Request:
Leave out pictures; repeat exactly the lines from the "Provide the location of each instance of the elephant with" line through the last of the data below.

Records for the task:

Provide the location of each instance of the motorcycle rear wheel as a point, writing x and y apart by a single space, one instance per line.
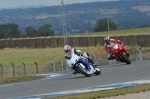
126 59
83 70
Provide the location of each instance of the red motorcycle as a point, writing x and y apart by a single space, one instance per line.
121 53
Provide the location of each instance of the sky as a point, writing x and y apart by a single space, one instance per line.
24 3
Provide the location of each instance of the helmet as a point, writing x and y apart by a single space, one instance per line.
106 39
67 48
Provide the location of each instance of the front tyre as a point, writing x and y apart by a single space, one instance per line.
126 59
98 71
83 70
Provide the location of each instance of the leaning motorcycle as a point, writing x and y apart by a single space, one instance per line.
81 65
121 53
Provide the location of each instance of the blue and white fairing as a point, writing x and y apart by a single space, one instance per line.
72 59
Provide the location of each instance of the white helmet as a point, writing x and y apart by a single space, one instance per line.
67 48
85 54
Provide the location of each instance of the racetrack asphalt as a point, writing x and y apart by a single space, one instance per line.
110 75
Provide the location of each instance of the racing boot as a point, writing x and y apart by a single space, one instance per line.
74 71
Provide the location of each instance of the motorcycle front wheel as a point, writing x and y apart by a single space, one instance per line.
83 70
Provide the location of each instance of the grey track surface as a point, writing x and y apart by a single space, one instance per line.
110 75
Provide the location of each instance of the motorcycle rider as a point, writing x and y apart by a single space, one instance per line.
68 49
108 44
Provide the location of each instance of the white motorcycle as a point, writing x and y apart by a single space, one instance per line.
81 65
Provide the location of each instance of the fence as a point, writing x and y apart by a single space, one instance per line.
53 42
37 68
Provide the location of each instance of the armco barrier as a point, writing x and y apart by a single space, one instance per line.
53 42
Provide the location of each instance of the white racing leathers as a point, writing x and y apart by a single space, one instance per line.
81 65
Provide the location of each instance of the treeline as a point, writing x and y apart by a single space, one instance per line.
81 18
12 31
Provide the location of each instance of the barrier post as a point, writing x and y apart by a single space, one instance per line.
13 69
24 65
2 70
36 67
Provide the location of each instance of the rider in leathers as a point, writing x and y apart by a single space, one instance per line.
68 49
109 44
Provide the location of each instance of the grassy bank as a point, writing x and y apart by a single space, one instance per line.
107 93
10 80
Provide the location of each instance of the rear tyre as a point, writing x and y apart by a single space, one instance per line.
126 59
83 70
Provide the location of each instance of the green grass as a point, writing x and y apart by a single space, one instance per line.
106 93
119 32
18 79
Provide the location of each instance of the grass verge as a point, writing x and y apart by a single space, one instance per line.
10 80
107 93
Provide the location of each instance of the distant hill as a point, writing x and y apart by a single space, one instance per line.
82 17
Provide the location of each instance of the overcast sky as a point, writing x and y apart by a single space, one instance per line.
23 3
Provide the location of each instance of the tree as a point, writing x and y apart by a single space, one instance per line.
9 31
31 32
45 30
104 24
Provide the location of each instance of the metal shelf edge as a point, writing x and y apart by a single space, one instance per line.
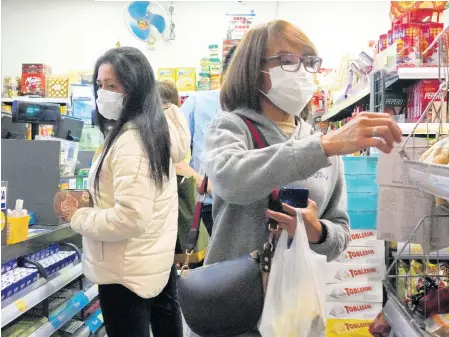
14 310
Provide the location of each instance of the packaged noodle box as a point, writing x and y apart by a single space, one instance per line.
167 74
186 79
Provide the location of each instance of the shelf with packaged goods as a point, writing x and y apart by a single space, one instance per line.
50 235
75 305
424 129
36 100
21 302
346 103
415 252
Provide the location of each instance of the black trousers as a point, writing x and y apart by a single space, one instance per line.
208 220
126 314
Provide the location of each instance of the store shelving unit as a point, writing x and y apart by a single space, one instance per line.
20 303
76 306
36 100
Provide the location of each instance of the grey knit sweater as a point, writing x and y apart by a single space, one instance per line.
242 178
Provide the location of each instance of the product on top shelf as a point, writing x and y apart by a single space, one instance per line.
407 37
167 74
58 87
430 32
185 79
204 81
438 154
34 79
419 96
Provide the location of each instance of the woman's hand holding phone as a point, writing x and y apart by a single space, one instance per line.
288 220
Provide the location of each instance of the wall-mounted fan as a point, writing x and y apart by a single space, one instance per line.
146 20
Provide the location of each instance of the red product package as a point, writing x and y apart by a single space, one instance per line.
34 79
407 37
429 32
419 97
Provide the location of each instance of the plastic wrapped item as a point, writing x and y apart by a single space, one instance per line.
294 302
438 154
438 325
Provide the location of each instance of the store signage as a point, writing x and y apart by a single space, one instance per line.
239 24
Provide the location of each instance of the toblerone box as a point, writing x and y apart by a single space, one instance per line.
186 79
342 273
167 75
354 292
353 310
348 328
356 255
4 188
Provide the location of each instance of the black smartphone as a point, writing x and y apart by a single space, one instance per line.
295 197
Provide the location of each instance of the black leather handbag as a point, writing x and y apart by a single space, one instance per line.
226 298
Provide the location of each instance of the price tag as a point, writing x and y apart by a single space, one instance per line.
21 306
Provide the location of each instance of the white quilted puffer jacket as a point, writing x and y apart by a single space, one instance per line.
129 236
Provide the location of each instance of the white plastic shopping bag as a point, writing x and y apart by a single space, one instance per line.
294 302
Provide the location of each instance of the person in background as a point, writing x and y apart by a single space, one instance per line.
270 82
129 235
199 110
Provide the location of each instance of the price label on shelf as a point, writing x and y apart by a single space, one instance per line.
21 306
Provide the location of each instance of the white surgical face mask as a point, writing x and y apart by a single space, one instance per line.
109 104
290 91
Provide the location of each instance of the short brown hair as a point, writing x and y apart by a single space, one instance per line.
241 85
168 92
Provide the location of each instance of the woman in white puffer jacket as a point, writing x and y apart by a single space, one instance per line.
129 235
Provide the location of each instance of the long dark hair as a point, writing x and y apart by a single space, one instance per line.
141 105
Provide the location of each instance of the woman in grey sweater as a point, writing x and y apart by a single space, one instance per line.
270 82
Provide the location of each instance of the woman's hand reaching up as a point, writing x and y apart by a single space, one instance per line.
366 130
288 220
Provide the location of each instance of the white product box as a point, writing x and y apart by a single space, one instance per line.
355 292
344 273
352 310
365 237
362 255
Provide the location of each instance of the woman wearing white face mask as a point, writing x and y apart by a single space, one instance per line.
269 82
129 235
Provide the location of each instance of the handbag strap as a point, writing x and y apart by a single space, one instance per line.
273 203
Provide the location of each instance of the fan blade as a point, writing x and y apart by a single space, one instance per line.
141 34
138 9
158 21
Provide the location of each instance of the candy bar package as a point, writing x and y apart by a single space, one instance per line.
363 238
342 273
67 200
347 327
353 310
355 292
362 255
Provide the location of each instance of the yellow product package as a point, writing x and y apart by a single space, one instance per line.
186 79
167 75
348 328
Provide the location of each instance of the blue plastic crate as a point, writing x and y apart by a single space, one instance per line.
362 220
361 183
365 202
360 165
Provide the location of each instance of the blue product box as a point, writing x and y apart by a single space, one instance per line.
362 202
360 165
361 183
9 265
67 310
362 220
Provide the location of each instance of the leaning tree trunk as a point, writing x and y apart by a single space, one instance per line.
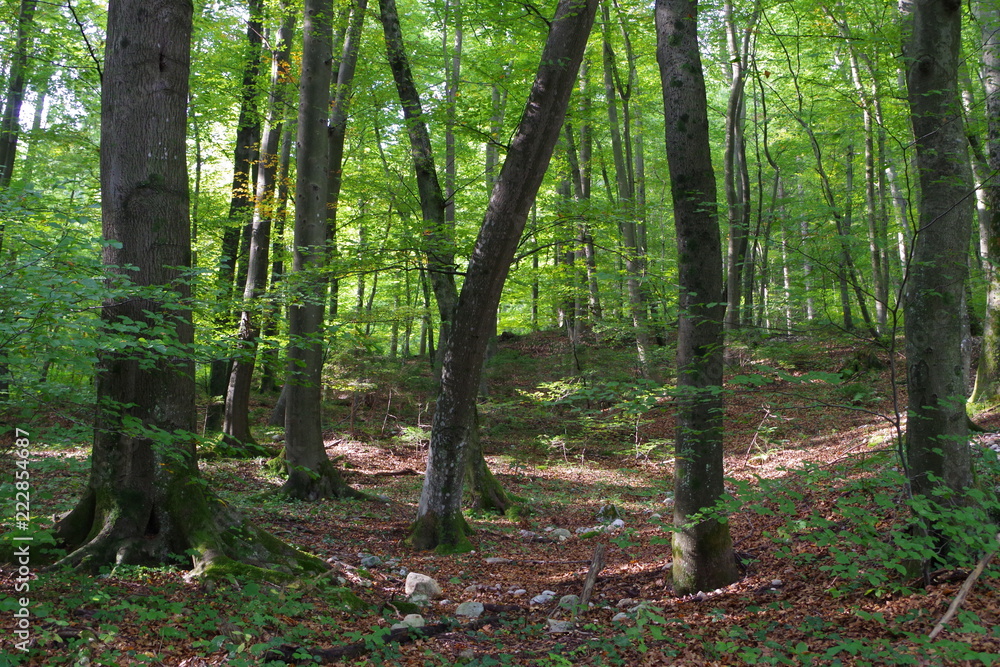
311 474
240 211
438 226
144 502
236 426
988 373
937 448
439 522
703 552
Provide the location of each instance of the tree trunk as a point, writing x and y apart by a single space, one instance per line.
144 502
703 553
438 223
10 127
236 426
240 210
987 388
311 475
439 522
937 448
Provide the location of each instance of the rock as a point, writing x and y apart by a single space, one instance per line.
470 609
559 626
608 513
369 562
569 601
421 584
544 597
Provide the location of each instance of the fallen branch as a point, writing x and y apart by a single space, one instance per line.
290 653
963 592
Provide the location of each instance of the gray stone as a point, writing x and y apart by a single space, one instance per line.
559 626
368 561
470 609
569 601
421 584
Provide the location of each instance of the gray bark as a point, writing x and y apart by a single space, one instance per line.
439 522
703 553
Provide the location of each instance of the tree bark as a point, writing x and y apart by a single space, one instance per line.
144 502
439 524
236 425
937 448
987 387
311 475
703 553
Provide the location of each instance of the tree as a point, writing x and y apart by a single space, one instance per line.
937 451
236 427
439 522
311 474
988 373
703 552
144 501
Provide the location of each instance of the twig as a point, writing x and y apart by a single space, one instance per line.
963 592
596 565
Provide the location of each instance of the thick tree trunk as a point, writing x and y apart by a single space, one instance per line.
439 224
439 522
937 448
144 502
987 388
311 475
703 553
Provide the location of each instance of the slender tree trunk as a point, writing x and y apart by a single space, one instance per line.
937 448
240 210
987 387
236 426
439 522
311 475
703 553
10 124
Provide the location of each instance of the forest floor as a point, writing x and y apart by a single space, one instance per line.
817 530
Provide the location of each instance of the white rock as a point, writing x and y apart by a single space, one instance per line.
470 609
414 620
569 601
421 584
560 626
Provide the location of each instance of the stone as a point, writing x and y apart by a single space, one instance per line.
559 626
608 513
421 584
569 601
544 597
470 609
369 562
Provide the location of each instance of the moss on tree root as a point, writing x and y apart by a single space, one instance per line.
444 535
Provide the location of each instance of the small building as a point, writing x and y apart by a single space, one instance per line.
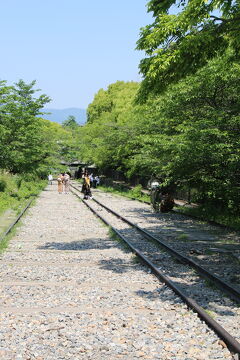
77 167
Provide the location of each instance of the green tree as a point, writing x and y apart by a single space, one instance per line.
178 44
70 123
21 140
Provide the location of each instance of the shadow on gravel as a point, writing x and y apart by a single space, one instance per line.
118 266
80 245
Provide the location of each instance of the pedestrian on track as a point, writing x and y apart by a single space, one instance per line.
60 183
66 182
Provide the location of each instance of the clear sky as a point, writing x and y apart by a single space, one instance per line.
72 48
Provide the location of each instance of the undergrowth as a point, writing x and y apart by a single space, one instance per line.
135 193
208 213
15 190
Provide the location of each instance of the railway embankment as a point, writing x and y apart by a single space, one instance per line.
69 290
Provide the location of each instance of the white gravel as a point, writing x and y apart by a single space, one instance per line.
69 291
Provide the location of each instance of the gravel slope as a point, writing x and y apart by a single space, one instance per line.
69 291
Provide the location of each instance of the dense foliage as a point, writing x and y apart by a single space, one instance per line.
185 128
21 146
177 45
188 136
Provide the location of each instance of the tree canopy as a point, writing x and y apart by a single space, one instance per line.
179 44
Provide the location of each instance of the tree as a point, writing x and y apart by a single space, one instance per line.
70 123
21 142
179 44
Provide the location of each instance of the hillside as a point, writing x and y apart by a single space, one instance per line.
59 115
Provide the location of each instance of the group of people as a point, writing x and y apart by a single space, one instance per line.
89 181
63 181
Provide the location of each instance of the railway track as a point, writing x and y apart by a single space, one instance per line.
175 270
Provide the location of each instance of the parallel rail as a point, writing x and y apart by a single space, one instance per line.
230 341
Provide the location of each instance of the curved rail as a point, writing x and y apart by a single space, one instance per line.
232 343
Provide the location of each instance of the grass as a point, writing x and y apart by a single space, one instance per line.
210 213
16 190
4 243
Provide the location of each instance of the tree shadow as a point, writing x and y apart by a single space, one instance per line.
79 245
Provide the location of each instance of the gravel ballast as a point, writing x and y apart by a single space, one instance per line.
70 291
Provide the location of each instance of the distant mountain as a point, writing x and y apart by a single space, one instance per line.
59 115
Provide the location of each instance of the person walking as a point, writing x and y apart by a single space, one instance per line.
66 182
50 179
86 187
60 183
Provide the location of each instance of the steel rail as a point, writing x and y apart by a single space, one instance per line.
222 285
15 221
231 342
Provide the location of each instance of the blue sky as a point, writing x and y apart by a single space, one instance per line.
71 48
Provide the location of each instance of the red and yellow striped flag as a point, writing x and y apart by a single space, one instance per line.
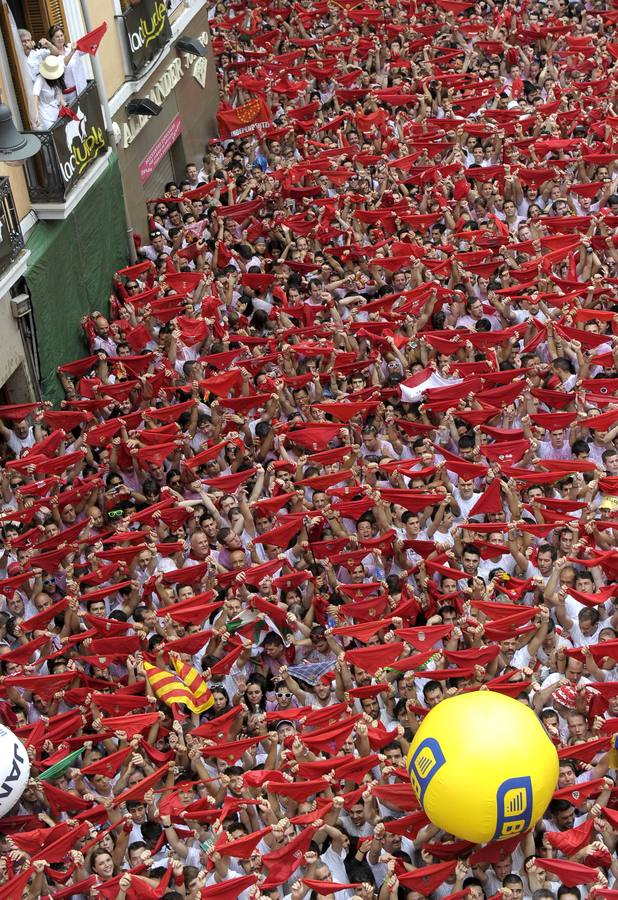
196 684
172 690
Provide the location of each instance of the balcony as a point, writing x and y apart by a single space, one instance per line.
11 238
67 163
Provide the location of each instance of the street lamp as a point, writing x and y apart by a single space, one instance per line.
15 146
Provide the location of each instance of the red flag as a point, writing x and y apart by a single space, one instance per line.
230 889
570 874
244 120
89 43
571 841
490 501
373 658
426 880
138 790
281 863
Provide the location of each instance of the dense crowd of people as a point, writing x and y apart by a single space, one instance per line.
343 446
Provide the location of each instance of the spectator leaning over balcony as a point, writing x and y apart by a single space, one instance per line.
75 75
48 90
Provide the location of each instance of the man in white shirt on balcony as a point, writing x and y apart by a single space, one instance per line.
35 54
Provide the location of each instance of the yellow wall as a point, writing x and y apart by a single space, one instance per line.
15 174
18 188
110 51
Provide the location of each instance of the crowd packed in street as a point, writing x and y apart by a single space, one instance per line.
342 444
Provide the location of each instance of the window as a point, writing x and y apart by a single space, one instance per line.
37 16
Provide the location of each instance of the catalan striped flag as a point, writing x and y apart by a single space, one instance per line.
196 684
171 689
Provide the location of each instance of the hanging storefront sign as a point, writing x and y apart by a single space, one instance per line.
148 31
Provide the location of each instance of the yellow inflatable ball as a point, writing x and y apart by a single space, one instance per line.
482 766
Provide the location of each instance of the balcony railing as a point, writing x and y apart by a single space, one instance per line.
11 238
68 150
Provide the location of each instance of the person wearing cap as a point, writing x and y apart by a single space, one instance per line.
47 90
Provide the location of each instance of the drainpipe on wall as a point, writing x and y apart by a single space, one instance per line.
109 125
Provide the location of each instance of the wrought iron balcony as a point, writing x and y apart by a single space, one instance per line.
68 150
11 238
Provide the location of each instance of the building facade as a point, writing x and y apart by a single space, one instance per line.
68 216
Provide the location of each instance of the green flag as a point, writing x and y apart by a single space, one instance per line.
60 767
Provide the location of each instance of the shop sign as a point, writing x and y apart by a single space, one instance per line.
148 31
163 146
81 141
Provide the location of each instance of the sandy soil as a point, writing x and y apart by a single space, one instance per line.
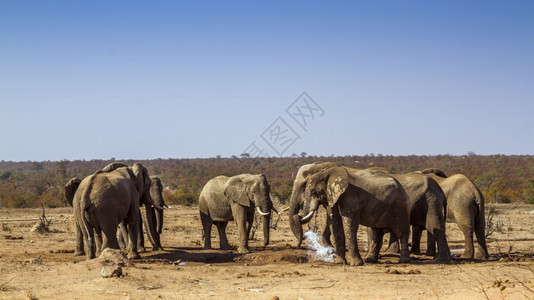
41 265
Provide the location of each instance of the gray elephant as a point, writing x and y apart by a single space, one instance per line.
376 201
104 199
465 207
236 198
427 206
152 220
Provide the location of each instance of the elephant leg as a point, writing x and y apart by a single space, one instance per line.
404 235
417 231
467 230
133 232
90 241
150 224
206 227
376 244
327 233
123 236
140 236
79 240
444 253
98 242
430 244
223 240
351 229
250 222
393 246
243 234
482 251
339 236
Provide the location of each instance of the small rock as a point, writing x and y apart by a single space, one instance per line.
115 257
111 271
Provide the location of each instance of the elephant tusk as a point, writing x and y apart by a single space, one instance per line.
307 217
262 213
284 210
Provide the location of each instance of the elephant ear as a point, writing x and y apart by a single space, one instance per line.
235 189
113 166
338 182
316 183
334 180
140 174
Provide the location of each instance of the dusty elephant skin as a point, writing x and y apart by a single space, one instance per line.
236 198
104 199
465 207
376 201
152 220
427 205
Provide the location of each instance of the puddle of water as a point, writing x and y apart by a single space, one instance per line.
316 249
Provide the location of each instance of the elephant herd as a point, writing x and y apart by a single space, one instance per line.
109 202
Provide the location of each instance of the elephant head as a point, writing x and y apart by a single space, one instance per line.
141 180
298 197
252 191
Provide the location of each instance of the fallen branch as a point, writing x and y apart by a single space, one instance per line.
323 287
4 285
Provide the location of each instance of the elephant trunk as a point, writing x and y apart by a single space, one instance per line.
294 221
149 221
266 228
155 193
159 221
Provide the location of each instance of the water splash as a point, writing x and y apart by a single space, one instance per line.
316 249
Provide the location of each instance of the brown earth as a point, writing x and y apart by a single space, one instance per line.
42 266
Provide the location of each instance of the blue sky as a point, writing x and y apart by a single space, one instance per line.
187 79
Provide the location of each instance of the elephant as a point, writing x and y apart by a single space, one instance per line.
465 207
427 206
152 220
225 199
104 199
377 201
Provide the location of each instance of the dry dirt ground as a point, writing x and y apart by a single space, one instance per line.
41 265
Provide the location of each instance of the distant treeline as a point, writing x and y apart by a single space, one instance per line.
501 178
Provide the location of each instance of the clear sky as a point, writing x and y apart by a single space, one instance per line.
187 79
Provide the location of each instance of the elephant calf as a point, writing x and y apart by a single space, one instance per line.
225 199
465 207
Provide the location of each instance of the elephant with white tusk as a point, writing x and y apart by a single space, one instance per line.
104 199
376 201
236 198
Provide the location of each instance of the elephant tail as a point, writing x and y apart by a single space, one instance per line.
480 223
70 189
86 203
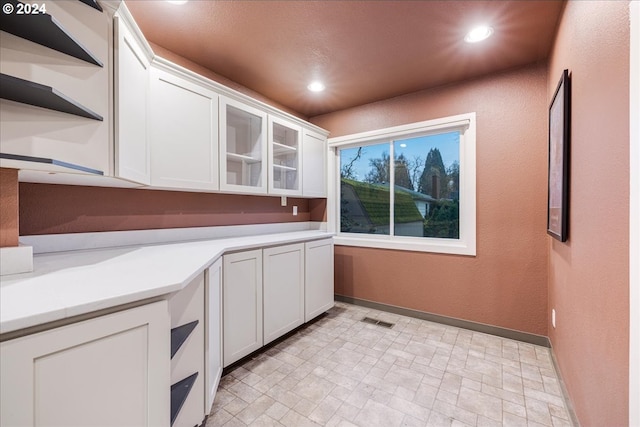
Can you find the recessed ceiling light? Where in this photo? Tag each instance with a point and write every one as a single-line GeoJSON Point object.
{"type": "Point", "coordinates": [316, 86]}
{"type": "Point", "coordinates": [478, 34]}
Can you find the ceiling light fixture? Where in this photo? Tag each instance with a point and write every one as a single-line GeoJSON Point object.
{"type": "Point", "coordinates": [478, 34]}
{"type": "Point", "coordinates": [316, 86]}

Response to the task:
Provide the location of each instance of the elephant with white tusk as a point, writing x and y apart by a single space, one instance per line.
104 199
376 201
236 198
Provide the location of each instance of the elephant tail as a point, writing x and y apart by a single space, one instance per line.
480 223
70 189
86 203
Can you find the recessed ceiling light? Where in this photo? Tag each instance with a point and write every one as a single-line GeoJSON Point object.
{"type": "Point", "coordinates": [316, 86]}
{"type": "Point", "coordinates": [478, 34]}
Can you find the ceiling light fixture? Where in this photo? Tag each instance with a point and write every one as a single-line GeoJSON Point object.
{"type": "Point", "coordinates": [478, 34]}
{"type": "Point", "coordinates": [316, 86]}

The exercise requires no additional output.